Dataset excerpts
╔══

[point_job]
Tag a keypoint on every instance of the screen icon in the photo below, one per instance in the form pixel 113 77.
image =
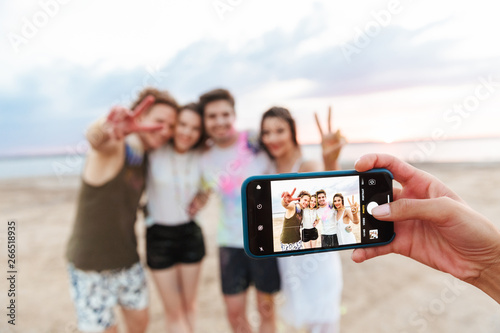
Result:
pixel 374 234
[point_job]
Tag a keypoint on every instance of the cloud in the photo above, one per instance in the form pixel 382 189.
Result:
pixel 52 103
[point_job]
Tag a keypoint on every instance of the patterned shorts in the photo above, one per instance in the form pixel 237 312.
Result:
pixel 291 246
pixel 95 294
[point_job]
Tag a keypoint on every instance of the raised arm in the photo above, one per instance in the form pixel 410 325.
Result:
pixel 353 213
pixel 331 143
pixel 108 133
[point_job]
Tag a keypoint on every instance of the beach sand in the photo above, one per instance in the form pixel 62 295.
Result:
pixel 387 294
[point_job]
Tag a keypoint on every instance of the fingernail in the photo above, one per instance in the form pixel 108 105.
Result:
pixel 380 211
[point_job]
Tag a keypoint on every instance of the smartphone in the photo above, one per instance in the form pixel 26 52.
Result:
pixel 291 214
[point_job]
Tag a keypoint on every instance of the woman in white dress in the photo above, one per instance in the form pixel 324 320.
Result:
pixel 311 285
pixel 344 217
pixel 174 241
pixel 309 221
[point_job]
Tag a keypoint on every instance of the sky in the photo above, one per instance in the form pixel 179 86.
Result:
pixel 392 70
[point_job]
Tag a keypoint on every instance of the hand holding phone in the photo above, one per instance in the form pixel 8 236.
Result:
pixel 273 226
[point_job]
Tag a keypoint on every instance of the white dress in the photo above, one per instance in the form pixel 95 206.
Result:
pixel 345 237
pixel 311 289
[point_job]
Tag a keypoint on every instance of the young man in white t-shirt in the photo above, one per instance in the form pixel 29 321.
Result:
pixel 326 213
pixel 229 161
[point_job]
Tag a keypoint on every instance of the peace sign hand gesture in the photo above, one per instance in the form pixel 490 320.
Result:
pixel 354 205
pixel 287 198
pixel 331 143
pixel 121 121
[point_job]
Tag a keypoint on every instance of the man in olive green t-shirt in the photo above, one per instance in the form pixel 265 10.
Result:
pixel 104 264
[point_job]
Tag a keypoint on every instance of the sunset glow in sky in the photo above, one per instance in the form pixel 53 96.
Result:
pixel 392 70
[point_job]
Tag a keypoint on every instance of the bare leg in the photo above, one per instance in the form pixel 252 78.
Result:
pixel 168 283
pixel 135 320
pixel 236 312
pixel 112 329
pixel 189 278
pixel 265 305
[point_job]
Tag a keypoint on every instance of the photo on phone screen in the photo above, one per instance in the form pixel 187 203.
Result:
pixel 326 213
pixel 312 212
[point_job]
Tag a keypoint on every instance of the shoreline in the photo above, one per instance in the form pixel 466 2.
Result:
pixel 389 293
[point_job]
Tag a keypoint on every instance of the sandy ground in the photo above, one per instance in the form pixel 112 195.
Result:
pixel 387 294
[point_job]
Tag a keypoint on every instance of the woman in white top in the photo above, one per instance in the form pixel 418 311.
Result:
pixel 344 217
pixel 175 245
pixel 309 221
pixel 312 284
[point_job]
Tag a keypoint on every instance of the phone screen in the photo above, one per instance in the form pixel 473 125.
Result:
pixel 290 214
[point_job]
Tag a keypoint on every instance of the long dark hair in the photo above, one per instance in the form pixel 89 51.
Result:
pixel 341 197
pixel 196 109
pixel 281 113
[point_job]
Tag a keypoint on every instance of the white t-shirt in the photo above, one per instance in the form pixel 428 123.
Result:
pixel 308 218
pixel 224 170
pixel 327 216
pixel 172 182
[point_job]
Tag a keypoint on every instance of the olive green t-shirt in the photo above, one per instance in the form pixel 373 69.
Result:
pixel 291 229
pixel 103 236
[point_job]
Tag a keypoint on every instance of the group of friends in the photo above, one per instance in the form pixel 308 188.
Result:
pixel 179 156
pixel 313 216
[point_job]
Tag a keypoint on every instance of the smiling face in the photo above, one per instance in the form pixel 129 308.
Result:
pixel 322 199
pixel 338 202
pixel 188 130
pixel 312 203
pixel 159 114
pixel 304 201
pixel 219 120
pixel 277 136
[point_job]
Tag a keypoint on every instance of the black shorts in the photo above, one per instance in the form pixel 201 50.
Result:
pixel 329 240
pixel 309 234
pixel 170 245
pixel 238 271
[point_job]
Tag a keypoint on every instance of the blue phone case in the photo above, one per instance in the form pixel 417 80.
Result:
pixel 301 175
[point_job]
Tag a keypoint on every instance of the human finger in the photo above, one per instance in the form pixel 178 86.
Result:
pixel 147 128
pixel 329 119
pixel 318 123
pixel 402 171
pixel 143 105
pixel 360 255
pixel 437 210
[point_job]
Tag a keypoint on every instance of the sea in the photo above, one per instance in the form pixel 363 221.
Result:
pixel 482 150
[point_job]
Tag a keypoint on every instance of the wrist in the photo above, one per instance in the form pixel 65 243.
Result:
pixel 489 281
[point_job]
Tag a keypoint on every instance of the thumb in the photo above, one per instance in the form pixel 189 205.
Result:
pixel 437 210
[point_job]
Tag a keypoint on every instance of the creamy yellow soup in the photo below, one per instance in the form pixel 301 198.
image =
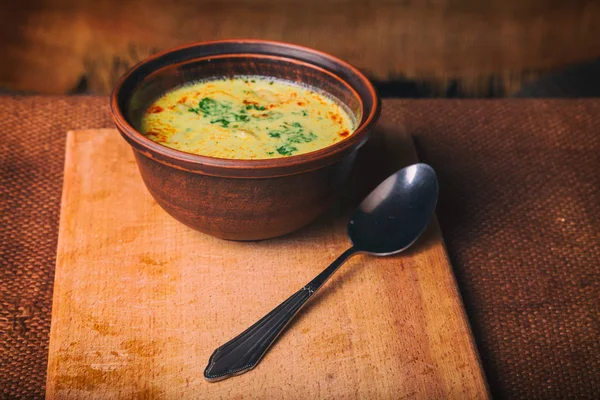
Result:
pixel 246 118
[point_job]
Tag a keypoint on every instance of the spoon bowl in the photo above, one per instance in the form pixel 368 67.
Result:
pixel 394 215
pixel 388 221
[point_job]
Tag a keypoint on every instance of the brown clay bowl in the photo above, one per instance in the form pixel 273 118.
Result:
pixel 243 199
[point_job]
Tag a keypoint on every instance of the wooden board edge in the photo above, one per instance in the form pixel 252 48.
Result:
pixel 50 387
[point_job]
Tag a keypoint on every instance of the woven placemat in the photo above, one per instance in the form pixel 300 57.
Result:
pixel 519 209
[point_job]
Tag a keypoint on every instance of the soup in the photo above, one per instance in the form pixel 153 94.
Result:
pixel 246 118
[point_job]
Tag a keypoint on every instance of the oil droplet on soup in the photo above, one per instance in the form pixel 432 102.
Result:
pixel 246 118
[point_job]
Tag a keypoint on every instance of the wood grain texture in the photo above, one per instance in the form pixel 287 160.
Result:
pixel 141 301
pixel 469 46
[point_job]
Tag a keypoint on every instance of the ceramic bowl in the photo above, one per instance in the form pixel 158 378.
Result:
pixel 243 199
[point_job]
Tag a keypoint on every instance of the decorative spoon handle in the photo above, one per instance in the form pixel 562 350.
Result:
pixel 243 352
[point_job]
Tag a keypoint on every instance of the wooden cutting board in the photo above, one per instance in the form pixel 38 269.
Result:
pixel 141 301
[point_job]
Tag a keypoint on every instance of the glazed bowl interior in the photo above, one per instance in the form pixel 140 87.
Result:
pixel 226 59
pixel 232 65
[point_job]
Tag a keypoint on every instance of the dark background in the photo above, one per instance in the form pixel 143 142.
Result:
pixel 410 48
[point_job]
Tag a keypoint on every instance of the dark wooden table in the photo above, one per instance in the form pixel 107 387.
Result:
pixel 519 209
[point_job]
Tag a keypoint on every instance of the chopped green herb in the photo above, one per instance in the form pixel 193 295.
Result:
pixel 241 118
pixel 224 123
pixel 286 150
pixel 255 107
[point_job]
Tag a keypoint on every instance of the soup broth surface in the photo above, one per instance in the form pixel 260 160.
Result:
pixel 246 118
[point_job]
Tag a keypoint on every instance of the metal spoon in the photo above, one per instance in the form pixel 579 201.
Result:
pixel 387 222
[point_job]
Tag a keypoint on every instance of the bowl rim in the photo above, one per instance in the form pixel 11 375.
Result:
pixel 244 168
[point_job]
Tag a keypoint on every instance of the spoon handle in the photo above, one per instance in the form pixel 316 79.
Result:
pixel 243 352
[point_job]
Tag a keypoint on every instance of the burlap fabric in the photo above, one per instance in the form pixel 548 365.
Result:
pixel 519 210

╚══

What you will do
With the string "screen" as the key, filter the data above and show the lines that match.

Output
Tag a keypoint on every instance of the screen icon in the photo below, one per instance in the form pixel 113 77.
Tag a keypoint on every instance of the photo on phone screen in the photo above, one per instance in the form pixel 187 203.
Tag a keypoint on every instance of the phone screen in the photo above, one per instance in the form pixel 473 125.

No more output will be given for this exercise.